Verilen metin:
* * * *
Hz. Adem’den başlayıp son peygamber Hz. Muhammed (sas) kadar tüm peygamberlerin mübarek toprağının her karışında gezdiği, Müslümanların ilk kıblesi ve namazın emredildiği mirac hadisesine ev sahipliği yapan Mescidi Aksa, siyonist güçlerce yine keyfi saldırılara maruz kaldı.

İsrail yerleşimcileri ve yöneticileri, hiçbir savunması olmayan Filistinli cami cemaatinden korktuğu kadar hiçbir şeyden korkmuyor. Açıkça çaldığı ve el koyduğu malın sahibinden korkmayacak da kimden korkacak? Üstelik sahibi hem hırsızın, hem de malının peşinde..

‘’Hırsız malına korkar’’ diye bir tabir vardır. işte onlar da el koyup çaldığı Mescidi Aksa’dan fazlasıyla endişeli.. Hırsızlıklarını meşrulaştırmak için Mescidi Aksa’yı yıkmak bile planları arasında..

Siyonist işgalci güçlerinin tarihsel en büyük ve meşhur özelliği hırsızlıktır veya çalamazsa yakıp yıkmaktır. Bütün saldırıları hep sabah namazı vaktindedir. En tenha zamanda sinsice arkadan vurmak adetlerindendir.

Dünya ülkenin başına bela olan bunlar, devlet kurma fikrine inandırılıp diğer ülkelerce yakalarından atıldı. Ve Müslümanların başına sarıldı. Beklendiği gibi gitmeyen planlar sonucunda siyonistler kendi korkularıyla mücadele edebilmek için savunmasız halka baskılar üretip kanunlar koymaya devam ediyorlar.

Biz tarih boyunca diğer kutsal topraklarımız gibi Kudüs’e de sahip çıkan millet olduk. Filistinlilerin Türk halkına muhabbetini, bizim de onların mücadelesine hürmetimizi herkes çok iyi bilir. Öyle ki; dünya önünde Filistinli kardeşlerimize sahip çıkmak için ‘’one minute dedik’’ diye aylarca da övündük. Fakat olanlar iyice tatsızlaştıkça kafamız karışmaya başladı. Mavi Marmara olaylarını da unutmadık. O zaten ayrı bir karmaşa ve yara..

Peki her şey gerçekten bize aktarıldığı gibi miydi?

Madem öyleydi, Mavi Marmara gemisi niye yola çıktı ve neden saldırıya maruz kaldı? Diyanetin Kudüs’e düzenlediği kutsal toprakları ziyaret turları neden İsrail devleti ile anlaşmalı yapıyor? Niçin Filistin otelleri yerine İsrail otelleri tercih ediliyor? Ve bu durum niye tura katılanlardan saklanıyor?

Mescidi Aksa’ya giden her Müslüman gezmeye değil, ibadet etmeye ve oradaki din kardeşine her yönden destek vermeye gider. Kaldı ki bu konu, gezme niyetiyle bile değerlendirilse, Filistin otelleri hizmeti son derece kaliteli.. Müslüman’ın cebinden çıkan para niye işgalci siyonist güce gidiyor?
* * * *
Yapılacak işler:
A - Mescidi Aksa yazısına göre aşağıdaki ifadelerin her biri doğru mu? Her biri için evet ya da hayır deyin ve kararı belirleyen sözleri yazıdan aynen alıntılayın: (i) Siyonist güçlerin saldırıları hep sabah namazı vaktinde olur. (ii) Diyanetin Kudüs turlarında Filistin otelleri tercih edilir. (iii) Mescidi Aksa, Müslümanların ilk kıblesi olarak anılır.
B - Mescidi Aksa yazısının son cümlesinden sonra gelecek bölümü yazarak metni tamamlayın.
Bundan sonraki malzeme başka bir kaynaktan alınmıştır.

Kaynak veriler:
* * * *
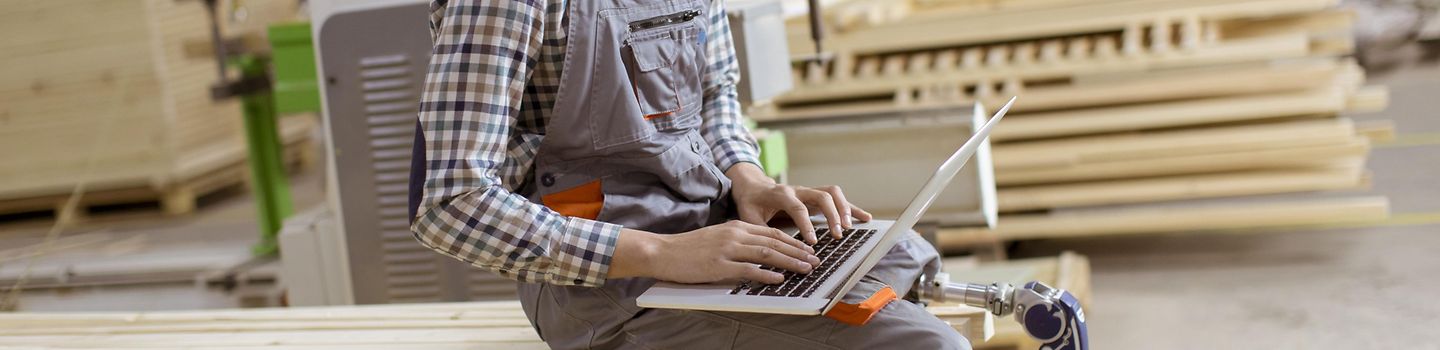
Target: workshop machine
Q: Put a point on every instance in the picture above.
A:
* * * *
Yanıtlar:
A -
(i) Evet: "Bütün saldırıları hep sabah namazı vaktindedir."
(ii) Hayır: "Niçin Filistin otelleri yerine İsrail otelleri tercih ediliyor?"
(iii) Evet: "Müslümanların ilk kıblesi"

B -
AKP çevresindeki sessizliğe ve bazı yazarların mescidi aksaya gitmeyin, İsrail vizesiyle gidilmez, caiz değil gibi fetvalarını anlamak mümkün değil. Eğer israile fırsat vermek istemiyorsanız toplu olarak Mescidi Aksa’ya gitme eylemi düzenleyip Kuranı Kerim’de isra suresinde geçen o kutsal toprakları koruma ve sahip çıkmaya adımlar atılabilir. Madem konular böyle fetva ile oluyor, o zaman dindar(!) ve her gücü elinde bulunduran, israile dünya önünde meydan okuyan bir iktidar, masum Filistin halkına destek amaçlı bir fetva niye vermiyor? Sonuçta orada akan kan, Müslüman kanı..

Kolay ve sözde Müslümanlığımız için çok üzgünüm.

Filistin halkının çektiği zulme rağmen, Mescidi Aksa’ya ibadet amaçlı götürdüğü ziyaretçileri ağırlamak için İsrail otellerini tercih edip, Müslüman’ın parasını İslam düşmanlarına aktaran Diyanet İşleri Başkanlığını kınıyoruz. Eğer bu bilgi yanlış bir aktarım ise bir açıklama bekliyoruz. Ayrıca ‘’Mescidi Aksa’ya gitmeyin’’ uyarısı yaparak dolaylı yoldan orada mücadele veren insanları yalnız bırakmayı hedefleyen ve klavye cihadı yapan tüm yazarları, gazeteleri de kınıyoruz.

Mescidi Aksa gibi İslam dini için çok özel ve kutsal bir yerin önemi, ancak oraya gidilerek belli edilir. İHH insani yardım örgütü başta olmak üzere tüm dernek ve STK’ların Mescidi Aksa’yı ziyaret ederek, ‘’insan hak ve özgürlüklerine’’ sahip çıkma kampanyası başlatılmalı..Hadislerde hep tavsiye edildiği gibi kutsal toprak Mescidi Aksa’ ya lütfen gidin ve yaşananları görün.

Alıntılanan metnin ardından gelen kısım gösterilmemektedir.